Start of Block

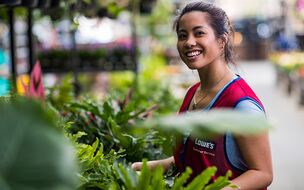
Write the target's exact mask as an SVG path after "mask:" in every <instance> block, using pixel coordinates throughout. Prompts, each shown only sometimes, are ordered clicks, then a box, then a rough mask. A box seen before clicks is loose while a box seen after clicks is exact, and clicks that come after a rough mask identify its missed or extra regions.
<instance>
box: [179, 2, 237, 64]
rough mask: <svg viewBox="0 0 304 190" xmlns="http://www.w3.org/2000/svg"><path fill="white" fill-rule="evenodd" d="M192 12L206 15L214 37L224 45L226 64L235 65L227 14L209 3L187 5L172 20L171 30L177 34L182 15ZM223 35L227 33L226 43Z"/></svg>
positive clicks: (230, 31)
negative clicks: (219, 40)
mask: <svg viewBox="0 0 304 190" xmlns="http://www.w3.org/2000/svg"><path fill="white" fill-rule="evenodd" d="M192 11H201V12H204V13H207V15H208V19H207V20H208V23H209V25H210V26H211V27H212V28H213V30H214V33H215V36H216V37H217V38H218V39H222V40H223V41H224V42H225V43H226V45H225V61H226V63H228V62H231V63H233V64H235V62H234V53H233V50H232V44H231V38H232V37H234V29H233V27H232V26H231V22H230V19H229V18H228V16H227V14H226V13H225V11H224V10H223V9H221V8H219V7H217V6H215V5H213V4H211V3H206V2H201V1H198V2H192V3H189V4H187V5H186V6H185V7H184V8H183V9H182V10H181V12H180V13H179V15H178V16H177V17H176V19H175V20H174V22H173V29H175V31H176V32H178V29H179V22H180V19H181V18H182V16H183V15H184V14H186V13H189V12H192ZM225 33H227V36H228V38H227V41H226V40H225V38H224V37H223V34H225Z"/></svg>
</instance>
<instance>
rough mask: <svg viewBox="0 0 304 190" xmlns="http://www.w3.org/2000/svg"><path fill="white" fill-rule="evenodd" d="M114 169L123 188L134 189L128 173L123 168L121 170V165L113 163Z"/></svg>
mask: <svg viewBox="0 0 304 190" xmlns="http://www.w3.org/2000/svg"><path fill="white" fill-rule="evenodd" d="M114 168H115V170H116V172H117V173H118V175H119V178H120V179H121V180H122V181H123V184H124V186H125V187H126V188H127V189H128V190H132V189H134V186H133V184H132V180H131V179H130V178H129V175H128V172H127V171H126V169H125V168H123V166H122V164H117V163H114Z"/></svg>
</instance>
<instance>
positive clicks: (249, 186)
mask: <svg viewBox="0 0 304 190" xmlns="http://www.w3.org/2000/svg"><path fill="white" fill-rule="evenodd" d="M235 139H236V141H237V143H238V145H239V147H240V150H241V152H242V155H243V157H244V159H245V161H246V162H247V165H248V171H246V172H245V173H243V174H242V175H240V176H239V177H237V178H235V179H233V180H232V181H231V182H232V184H233V185H237V186H239V187H240V188H241V189H242V190H244V189H251V190H252V189H262V188H264V187H267V186H269V185H270V184H271V183H272V180H273V170H272V161H271V151H270V143H269V137H268V134H261V135H256V136H236V137H235ZM228 189H232V188H224V189H223V190H228Z"/></svg>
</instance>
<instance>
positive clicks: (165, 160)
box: [131, 156, 174, 173]
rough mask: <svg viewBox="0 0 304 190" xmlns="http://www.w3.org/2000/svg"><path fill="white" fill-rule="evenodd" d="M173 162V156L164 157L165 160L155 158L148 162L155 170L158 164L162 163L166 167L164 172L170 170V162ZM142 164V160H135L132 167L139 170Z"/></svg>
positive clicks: (158, 164)
mask: <svg viewBox="0 0 304 190" xmlns="http://www.w3.org/2000/svg"><path fill="white" fill-rule="evenodd" d="M171 162H173V163H174V157H173V156H171V157H169V158H166V159H163V160H153V161H148V162H147V164H148V166H149V167H150V169H151V170H152V171H153V170H154V169H155V168H156V167H157V166H158V165H162V167H163V168H164V173H166V172H167V171H168V169H169V168H170V164H171ZM141 165H142V162H134V163H133V164H132V165H131V167H132V168H133V169H135V170H137V171H140V170H141Z"/></svg>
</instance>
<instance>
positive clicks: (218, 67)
mask: <svg viewBox="0 0 304 190" xmlns="http://www.w3.org/2000/svg"><path fill="white" fill-rule="evenodd" d="M198 74H199V77H200V81H201V85H200V88H201V89H200V90H202V91H209V90H211V88H213V87H215V86H216V85H218V86H220V83H222V82H223V81H226V78H228V77H227V75H231V74H233V73H231V71H230V70H229V67H228V66H227V64H226V63H217V64H209V65H207V66H205V67H203V68H201V69H199V70H198ZM230 78H231V77H229V79H230ZM225 84H226V83H225Z"/></svg>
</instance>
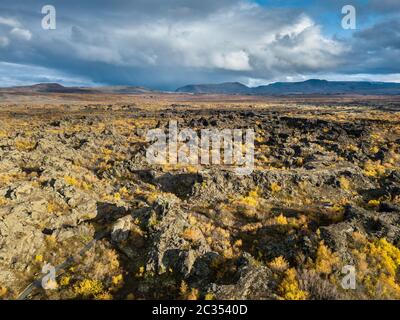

End of Block

Return only the lines between the one holding "12L206 15L214 37L224" and the one holding "positive clicks: (230, 31)", inclusive, exactly as they appear above.

» **Task output**
rough mask: <svg viewBox="0 0 304 190" xmlns="http://www.w3.org/2000/svg"><path fill="white" fill-rule="evenodd" d="M192 12L206 15L214 37L224 45L226 64L235 65L227 14L209 3L187 5L172 20L171 30L177 34L182 15ZM223 35L227 33L226 43Z"/></svg>
positive clicks: (230, 31)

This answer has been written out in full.